- **Task to complete**: Could you copy out the material below line for line, leaving every word, number, and symbol unchanged?

- **Extracted entries**:
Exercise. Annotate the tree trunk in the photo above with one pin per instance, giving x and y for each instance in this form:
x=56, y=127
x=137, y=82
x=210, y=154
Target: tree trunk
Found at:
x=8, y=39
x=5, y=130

- **Task output**:
Exercise. Annotate the tree trunk in the photo above with one pin per instance, giving x and y for each instance in this form:
x=56, y=127
x=137, y=82
x=210, y=154
Target: tree trunk
Found at:
x=8, y=39
x=5, y=130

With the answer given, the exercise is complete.